● **Problem details**: Copy the part of the matrix algebra notes that begins with the words containing "Determinant limit (multilinearity)." and ends with "pattern in powers.", replacing "parity pattern" with "periodic pattern".

● **Text**:
====

Algebra of matrices

At a Glance

• Frequency: 5 sub-parts across 3 of 13 years (2015, 2016, 2021)
• Priority tier: T3
• Marks (count): 10 (2), 12 (1), 4 (1), 7 (1)
• Average solve time: ~5 min
• Difficulty mix: easy 3, medium 2
• Section: A | Dominant type: computation

Why This Chapter Matters

All five appearances are short, marks-efficient questions in Section A (compulsory or part of Section A optional). The two matrix-power questions reward knowing two algebraic patterns — nilpotency and cyclicity — that let you collapse a high power to something trivial without diagonalising. The trace identity question is a 3-minute proof that shows up as a stepping stone to the “commutator ≠ identity” result. None of these require deep theory; they reward systematic computation and pattern recognition.

Minimum Theory

Matrix powers. There are two key patterns: (i) Nilpotent: $A^k = O$ for some $k \ge 1$ (the index). Once you establish $A^m = O$, every higher power is also $O$. (ii) Cyclic of order $n$: $A^n = I$. Powers cycle with period $n$, so $A^{kn+r} = A^r$.

Nilpotency test. Compute $A^2$, then $A^3 = A \cdot A^2$, etc., until you reach $O$. If $A$ is $n \times n$ and nilpotent, $A^n = O$ (Cayley–Hamilton). If you suspect nilpotency: check $\operatorname{tr}(A) = 0$, $\det A = 0$, $\operatorname{tr}(A^2) = 0$. These are necessary conditions only; the actual index requires computation.

Trace formula. For $n \times n$ matrices $A$ and $B$: $\operatorname{tr}(AB) = \sum_{i=1}^n \sum_{k=1}^n a_{ik} b_{ki} = \operatorname{tr}(BA).$ The key consequence: the commutator $[A,B] = AB - BA$ is always traceless ($\operatorname{tr}(AB - BA) = 0$), so $AB - BA \ne cI$ for any nonzero scalar $c$.

Determinant limit (multilinearity). $\det$ is linear in each row. If row 1 of $\Delta(x)$ expands as row 1(0) + $x \cdot$(something) + $O(x^2)$, then: $\Delta(x) = \det(\text{row 1(0)}, R_2, R_3) + x \cdot \det(\text{something}, R_2, R_3) + O(x^2).$ If row 1(0) = $R_2$ (identical to row 2), the first determinant is 0; if “something” = $R_3$, the second is also 0 — giving $\Delta(x) = O(x^2)$ and $\lim_{x\to0}\Delta(x)/x = 0$.

Question Archetypes

matrix-power (2 questions; 2015, 2016)

Recognition Cues

• “Find $A^{30}$” (or other large power) for a given $3\times3$ matrix.
• The matrix is either nilpotent ($A^k = O$ for small $k$) or shows a parity pattern in powers.

====

● **Entries provided**:
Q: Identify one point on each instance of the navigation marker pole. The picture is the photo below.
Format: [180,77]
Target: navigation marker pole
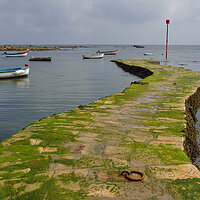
[167,22]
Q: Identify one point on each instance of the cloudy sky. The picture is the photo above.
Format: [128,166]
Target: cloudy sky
[99,21]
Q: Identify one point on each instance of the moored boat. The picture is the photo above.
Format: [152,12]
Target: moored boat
[94,56]
[40,59]
[111,52]
[14,72]
[18,54]
[148,54]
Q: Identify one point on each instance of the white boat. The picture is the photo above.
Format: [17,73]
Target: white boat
[40,59]
[111,52]
[149,54]
[14,72]
[18,54]
[94,56]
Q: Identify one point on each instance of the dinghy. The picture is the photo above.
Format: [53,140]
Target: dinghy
[19,54]
[111,52]
[14,72]
[94,56]
[40,59]
[148,54]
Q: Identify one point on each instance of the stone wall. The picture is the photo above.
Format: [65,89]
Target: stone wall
[192,104]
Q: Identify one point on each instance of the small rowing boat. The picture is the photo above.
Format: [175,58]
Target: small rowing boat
[148,54]
[40,59]
[112,52]
[94,56]
[14,72]
[18,54]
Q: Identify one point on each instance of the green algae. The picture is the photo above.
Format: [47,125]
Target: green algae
[77,127]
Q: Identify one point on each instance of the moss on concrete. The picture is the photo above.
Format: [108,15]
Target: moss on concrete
[80,153]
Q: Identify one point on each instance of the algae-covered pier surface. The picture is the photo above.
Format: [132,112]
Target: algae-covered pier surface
[80,153]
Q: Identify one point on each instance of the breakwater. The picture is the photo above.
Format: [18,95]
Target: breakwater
[81,153]
[192,104]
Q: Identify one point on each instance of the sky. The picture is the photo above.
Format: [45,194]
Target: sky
[99,22]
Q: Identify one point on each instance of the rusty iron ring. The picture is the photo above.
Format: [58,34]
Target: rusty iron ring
[126,174]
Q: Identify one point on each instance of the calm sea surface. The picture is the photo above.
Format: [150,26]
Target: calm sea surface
[69,81]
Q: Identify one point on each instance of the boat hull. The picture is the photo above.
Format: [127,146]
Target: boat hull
[40,59]
[14,72]
[20,54]
[113,52]
[94,56]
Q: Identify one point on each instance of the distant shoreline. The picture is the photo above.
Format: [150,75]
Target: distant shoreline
[41,47]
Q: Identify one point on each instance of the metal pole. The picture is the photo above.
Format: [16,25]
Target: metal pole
[167,42]
[167,22]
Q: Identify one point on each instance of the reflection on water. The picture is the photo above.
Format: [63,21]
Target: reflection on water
[15,82]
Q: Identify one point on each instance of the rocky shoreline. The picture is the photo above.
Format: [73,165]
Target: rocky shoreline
[41,47]
[81,153]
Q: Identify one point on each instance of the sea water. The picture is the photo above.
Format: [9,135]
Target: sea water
[69,81]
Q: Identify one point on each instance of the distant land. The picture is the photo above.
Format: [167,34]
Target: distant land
[41,47]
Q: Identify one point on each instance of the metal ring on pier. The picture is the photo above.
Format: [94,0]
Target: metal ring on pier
[127,173]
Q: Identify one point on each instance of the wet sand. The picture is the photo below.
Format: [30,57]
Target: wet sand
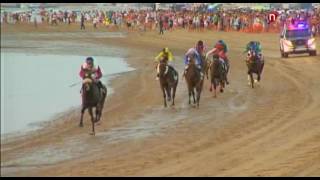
[272,130]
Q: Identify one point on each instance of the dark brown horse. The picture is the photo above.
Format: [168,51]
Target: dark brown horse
[217,74]
[206,66]
[168,78]
[255,65]
[194,81]
[92,97]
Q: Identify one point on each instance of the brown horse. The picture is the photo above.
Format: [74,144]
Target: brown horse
[194,81]
[92,97]
[168,78]
[255,65]
[206,66]
[217,75]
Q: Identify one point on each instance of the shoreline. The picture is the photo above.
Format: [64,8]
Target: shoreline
[248,131]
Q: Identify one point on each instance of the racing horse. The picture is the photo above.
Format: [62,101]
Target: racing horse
[255,65]
[92,97]
[168,78]
[194,81]
[218,74]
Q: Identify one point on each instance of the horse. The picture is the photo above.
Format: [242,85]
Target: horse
[168,78]
[255,65]
[206,66]
[194,81]
[218,74]
[92,97]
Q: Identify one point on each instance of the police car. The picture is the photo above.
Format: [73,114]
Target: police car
[297,38]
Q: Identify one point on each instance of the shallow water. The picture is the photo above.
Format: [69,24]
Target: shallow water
[35,88]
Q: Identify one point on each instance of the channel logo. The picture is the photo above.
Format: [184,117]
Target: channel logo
[272,17]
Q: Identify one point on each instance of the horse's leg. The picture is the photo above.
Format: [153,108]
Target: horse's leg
[98,112]
[164,96]
[193,95]
[198,96]
[81,118]
[189,96]
[215,88]
[174,93]
[251,80]
[168,89]
[92,121]
[261,69]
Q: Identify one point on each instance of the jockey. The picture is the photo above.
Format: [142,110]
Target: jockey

====

● **Reply to the task**:
Determinant limit (multilinearity). $\det$ is linear in each row. If row 1 of $\Delta(x)$ expands as row 1(0) + $x \cdot$(something) + $O(x^2)$, then: $\Delta(x) = \det(\text{row 1(0)}, R_2, R_3) + x \cdot \det(\text{something}, R_2, R_3) + O(x^2).$ If row 1(0) = $R_2$ (identical to row 2), the first determinant is 0; if “something” = $R_3$, the second is also 0 — giving $\Delta(x) = O(x^2)$ and $\lim_{x\to0}\Delta(x)/x = 0$.

Question Archetypes

matrix-power (2 questions; 2015, 2016)

Recognition Cues

• “Find $A^{30}$” (or other large power) for a given $3\times3$ matrix.
• The matrix is either nilpotent ($A^k = O$ for small $k$) or shows a periodic pattern in powers.